_FRAGMENTO DE PÁGINA_
##########

El arte ibérico, como toda su cultura, hunde sus raíces en la civilización tartésica, a la que pudieron llegar incorporados algunos aportes de las culturas preshistóricas del mediodía español (por ejemplo la tradición en torno a la veneración de una diosa que hace su epifanía artística en formas anicónicas con el añadido de grandes ojos-soles).
En el sustrato más viejo de Tartessos se desarrolló un arte de gusto geométrico, expresado en sus primorosas cerámicas y, sobre todo, en las estelas de guerreros. Su sobrio y personal estilo se sumergió y despareció bajo la poderosa oleada del arte orientalizante, llegado como un torrente en el vertiginoso vehículo de intercambios que pusieron en marcha los fenicios. Desde entonces se consolidan las relaciones entre Iberia y el conjunto de las poderosas culturas mediterráneas que mediatizaron los procesos de evolución artística de nuestras culturas.

##########

_DATOS DEL EJERCICIO_
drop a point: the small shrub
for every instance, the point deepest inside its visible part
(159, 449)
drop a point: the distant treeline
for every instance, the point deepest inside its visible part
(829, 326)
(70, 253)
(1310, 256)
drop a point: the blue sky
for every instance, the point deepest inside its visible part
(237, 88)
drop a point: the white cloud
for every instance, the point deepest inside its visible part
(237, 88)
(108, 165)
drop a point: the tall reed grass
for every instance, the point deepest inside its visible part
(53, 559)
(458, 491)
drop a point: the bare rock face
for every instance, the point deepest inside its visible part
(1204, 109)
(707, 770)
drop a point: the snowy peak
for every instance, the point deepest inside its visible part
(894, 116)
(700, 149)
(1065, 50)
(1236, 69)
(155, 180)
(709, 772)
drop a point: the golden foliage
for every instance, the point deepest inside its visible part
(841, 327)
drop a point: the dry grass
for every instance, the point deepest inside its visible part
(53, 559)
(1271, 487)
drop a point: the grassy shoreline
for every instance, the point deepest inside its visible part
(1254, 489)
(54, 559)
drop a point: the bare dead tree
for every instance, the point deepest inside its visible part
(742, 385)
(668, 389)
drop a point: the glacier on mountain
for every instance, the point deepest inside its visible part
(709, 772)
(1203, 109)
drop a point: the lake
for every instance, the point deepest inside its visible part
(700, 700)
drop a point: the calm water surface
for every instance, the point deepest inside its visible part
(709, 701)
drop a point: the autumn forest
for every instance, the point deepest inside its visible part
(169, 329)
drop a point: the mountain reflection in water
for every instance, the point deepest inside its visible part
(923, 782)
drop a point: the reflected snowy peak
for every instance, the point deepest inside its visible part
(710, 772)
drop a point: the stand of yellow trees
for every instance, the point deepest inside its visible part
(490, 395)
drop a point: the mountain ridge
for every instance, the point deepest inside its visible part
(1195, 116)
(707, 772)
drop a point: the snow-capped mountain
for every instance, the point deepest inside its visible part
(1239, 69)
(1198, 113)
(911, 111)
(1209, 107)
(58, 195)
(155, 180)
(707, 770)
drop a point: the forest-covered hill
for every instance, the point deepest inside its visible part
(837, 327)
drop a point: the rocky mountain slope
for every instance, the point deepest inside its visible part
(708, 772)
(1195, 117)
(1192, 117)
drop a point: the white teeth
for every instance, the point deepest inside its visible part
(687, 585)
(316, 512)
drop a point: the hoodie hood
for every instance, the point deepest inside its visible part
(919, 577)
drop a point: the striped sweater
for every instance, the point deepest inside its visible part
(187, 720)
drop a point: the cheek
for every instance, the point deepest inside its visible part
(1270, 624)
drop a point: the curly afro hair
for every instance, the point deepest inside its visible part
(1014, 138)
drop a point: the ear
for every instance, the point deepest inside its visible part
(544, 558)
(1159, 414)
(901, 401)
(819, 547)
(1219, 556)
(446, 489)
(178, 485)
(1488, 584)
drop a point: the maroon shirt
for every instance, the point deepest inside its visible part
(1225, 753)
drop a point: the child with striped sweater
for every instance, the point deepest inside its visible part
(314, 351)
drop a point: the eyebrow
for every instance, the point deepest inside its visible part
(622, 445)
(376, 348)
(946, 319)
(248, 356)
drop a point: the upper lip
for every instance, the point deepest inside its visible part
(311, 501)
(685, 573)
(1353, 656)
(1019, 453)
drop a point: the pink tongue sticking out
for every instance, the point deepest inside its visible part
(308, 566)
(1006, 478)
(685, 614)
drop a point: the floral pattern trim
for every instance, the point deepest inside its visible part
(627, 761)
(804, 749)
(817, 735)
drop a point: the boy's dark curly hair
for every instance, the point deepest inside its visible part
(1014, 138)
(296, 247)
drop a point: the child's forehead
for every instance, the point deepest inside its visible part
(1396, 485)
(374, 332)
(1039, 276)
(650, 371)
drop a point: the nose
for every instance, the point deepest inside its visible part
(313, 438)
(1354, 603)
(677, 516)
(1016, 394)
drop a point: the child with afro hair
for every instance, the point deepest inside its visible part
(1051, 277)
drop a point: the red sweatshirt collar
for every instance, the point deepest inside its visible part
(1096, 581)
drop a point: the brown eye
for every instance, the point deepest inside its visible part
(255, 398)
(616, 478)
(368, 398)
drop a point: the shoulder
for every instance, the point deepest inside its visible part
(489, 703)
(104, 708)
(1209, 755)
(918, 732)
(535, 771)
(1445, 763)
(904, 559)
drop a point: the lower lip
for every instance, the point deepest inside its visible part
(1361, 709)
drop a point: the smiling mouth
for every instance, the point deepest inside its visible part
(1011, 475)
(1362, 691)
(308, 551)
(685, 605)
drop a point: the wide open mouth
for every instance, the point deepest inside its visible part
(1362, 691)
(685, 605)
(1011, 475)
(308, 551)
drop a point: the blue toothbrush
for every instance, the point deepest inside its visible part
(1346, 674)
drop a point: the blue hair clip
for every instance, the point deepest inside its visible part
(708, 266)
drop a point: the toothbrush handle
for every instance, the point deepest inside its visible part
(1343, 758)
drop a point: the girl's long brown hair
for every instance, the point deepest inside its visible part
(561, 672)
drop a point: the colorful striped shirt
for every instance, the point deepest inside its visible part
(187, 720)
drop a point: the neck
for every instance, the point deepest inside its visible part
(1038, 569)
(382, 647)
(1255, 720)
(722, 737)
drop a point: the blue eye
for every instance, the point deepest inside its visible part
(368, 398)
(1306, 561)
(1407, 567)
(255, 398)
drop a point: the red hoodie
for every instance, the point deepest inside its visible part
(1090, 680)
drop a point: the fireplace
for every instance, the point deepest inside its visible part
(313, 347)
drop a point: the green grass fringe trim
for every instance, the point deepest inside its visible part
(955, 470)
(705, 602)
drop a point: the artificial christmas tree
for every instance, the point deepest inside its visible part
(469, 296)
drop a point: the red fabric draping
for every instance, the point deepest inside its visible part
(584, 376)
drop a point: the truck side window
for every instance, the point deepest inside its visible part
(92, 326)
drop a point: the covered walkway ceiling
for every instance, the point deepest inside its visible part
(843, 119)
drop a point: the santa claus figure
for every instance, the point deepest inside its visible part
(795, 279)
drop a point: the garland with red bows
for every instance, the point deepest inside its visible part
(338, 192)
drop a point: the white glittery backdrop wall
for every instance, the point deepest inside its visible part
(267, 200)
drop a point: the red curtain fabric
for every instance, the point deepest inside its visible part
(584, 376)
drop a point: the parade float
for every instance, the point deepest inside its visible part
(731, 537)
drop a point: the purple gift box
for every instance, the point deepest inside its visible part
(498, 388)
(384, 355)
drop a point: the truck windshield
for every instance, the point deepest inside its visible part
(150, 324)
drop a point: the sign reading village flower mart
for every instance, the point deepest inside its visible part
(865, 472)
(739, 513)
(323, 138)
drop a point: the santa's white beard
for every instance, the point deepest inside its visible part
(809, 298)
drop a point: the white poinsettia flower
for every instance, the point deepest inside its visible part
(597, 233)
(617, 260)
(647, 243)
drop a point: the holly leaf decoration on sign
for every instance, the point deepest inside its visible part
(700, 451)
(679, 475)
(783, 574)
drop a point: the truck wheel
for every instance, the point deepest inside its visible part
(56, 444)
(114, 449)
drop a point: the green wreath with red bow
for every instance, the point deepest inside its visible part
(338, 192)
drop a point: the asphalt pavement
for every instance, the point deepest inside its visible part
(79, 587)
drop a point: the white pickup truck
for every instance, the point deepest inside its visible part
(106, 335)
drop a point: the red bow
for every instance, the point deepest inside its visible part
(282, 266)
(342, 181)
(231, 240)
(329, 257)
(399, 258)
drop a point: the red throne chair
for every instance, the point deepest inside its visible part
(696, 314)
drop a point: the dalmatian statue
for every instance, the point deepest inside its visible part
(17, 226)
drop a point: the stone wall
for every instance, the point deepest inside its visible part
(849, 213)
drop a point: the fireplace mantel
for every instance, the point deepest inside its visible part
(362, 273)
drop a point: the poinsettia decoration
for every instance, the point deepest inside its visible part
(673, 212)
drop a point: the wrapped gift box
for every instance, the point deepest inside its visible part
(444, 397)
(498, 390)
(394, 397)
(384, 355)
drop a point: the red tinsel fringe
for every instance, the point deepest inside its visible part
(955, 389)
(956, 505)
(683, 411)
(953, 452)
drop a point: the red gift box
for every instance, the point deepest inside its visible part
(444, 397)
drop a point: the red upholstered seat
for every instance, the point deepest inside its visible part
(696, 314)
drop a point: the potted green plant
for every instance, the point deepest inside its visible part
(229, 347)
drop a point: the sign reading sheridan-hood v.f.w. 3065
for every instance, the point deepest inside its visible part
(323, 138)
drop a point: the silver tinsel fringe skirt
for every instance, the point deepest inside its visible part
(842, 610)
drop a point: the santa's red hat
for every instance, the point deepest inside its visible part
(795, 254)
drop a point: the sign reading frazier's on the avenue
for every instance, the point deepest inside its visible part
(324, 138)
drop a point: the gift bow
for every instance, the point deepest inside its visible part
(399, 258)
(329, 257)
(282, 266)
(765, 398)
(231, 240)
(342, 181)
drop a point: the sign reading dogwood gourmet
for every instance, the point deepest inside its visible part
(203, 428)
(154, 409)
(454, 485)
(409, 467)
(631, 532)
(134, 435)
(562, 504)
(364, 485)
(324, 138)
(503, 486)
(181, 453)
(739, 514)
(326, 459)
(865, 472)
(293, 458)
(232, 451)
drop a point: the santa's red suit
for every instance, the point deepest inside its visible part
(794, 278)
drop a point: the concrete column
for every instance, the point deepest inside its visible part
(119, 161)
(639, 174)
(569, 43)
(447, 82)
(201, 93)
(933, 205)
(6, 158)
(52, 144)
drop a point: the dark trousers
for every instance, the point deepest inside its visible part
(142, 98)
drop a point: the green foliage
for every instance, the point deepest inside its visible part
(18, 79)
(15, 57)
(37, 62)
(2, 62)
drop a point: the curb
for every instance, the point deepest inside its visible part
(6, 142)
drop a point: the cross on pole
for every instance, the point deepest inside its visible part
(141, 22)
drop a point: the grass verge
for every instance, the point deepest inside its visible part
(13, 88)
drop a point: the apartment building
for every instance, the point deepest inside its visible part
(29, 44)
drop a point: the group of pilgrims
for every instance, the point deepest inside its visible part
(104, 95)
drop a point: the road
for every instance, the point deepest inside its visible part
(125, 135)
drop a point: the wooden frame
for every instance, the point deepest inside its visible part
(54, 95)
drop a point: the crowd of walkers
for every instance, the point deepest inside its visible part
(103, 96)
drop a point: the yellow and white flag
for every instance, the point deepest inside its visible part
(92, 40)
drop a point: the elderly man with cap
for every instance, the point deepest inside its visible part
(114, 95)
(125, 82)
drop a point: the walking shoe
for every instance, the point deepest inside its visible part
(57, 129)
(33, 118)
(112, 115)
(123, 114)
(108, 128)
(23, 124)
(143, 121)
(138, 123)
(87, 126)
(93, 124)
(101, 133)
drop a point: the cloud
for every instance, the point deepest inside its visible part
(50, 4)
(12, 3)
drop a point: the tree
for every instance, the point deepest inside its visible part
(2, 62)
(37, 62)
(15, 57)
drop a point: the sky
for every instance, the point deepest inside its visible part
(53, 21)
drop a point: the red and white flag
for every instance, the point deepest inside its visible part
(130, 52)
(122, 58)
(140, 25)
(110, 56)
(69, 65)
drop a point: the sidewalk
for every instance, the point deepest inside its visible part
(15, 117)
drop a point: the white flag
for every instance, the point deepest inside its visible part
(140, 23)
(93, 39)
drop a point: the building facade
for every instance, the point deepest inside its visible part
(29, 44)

##########

_ENUNCIADO A_
Responde, según el fragmento sobre el arte ibérico:
(i) ¿En qué civilización hunde sus raíces el arte ibérico?
(ii) ¿En qué se expresó el arte de gusto geométrico del sustrato más viejo de Tartessos?
(iii) ¿Quiénes pusieron en marcha el vehículo de intercambios en el que llegó el arte orientalizante?
_ENUNCIADO B_
Reproduce solo el tramo de las filas que empieza con la línea que contiene "drop a point: the yellow and white flag" y termina al final de las filas, ambos extremos incluidos. Escala por 1,15 cada coordenada de las respuestas y redondea a enteros, con las mitades hacia arriba; las peticiones se mantienen sin cambios.

_RESULTADO A_
(i) En la civilización tartésica.
(ii) En sus primorosas cerámicas y, sobre todo, en las estelas de guerreros.
(iii) Los fenicios.

_RESULTADO B_
drop a point: the yellow and white flag
for every instance, the point deepest inside its visible part
(106, 46)
drop a point: the elderly man with cap
for every instance, the point deepest inside its visible part
(131, 109)
(144, 94)
drop a point: the walking shoe
for every instance, the point deepest inside its visible part
(66, 148)
(38, 136)
(129, 132)
(141, 131)
(124, 147)
(26, 143)
(164, 139)
(159, 141)
(100, 145)
(107, 143)
(116, 153)
drop a point: the cloud
for every instance, the point deepest inside its visible part
(58, 5)
(14, 3)
drop a point: the tree
for every instance, the point deepest inside its visible part
(2, 71)
(43, 71)
(17, 66)
drop a point: the sky
for every instance, the point deepest inside its visible part
(61, 24)
drop a point: the red and white flag
for every instance, the point deepest inside its visible part
(150, 60)
(140, 67)
(161, 29)
(127, 64)
(79, 75)
drop a point: the sidewalk
for every instance, the point deepest inside its visible part
(17, 135)
drop a point: the white flag
for every instance, the point deepest inside its visible part
(161, 26)
(107, 45)
drop a point: the building facade
for every instance, the point deepest inside its visible part
(33, 51)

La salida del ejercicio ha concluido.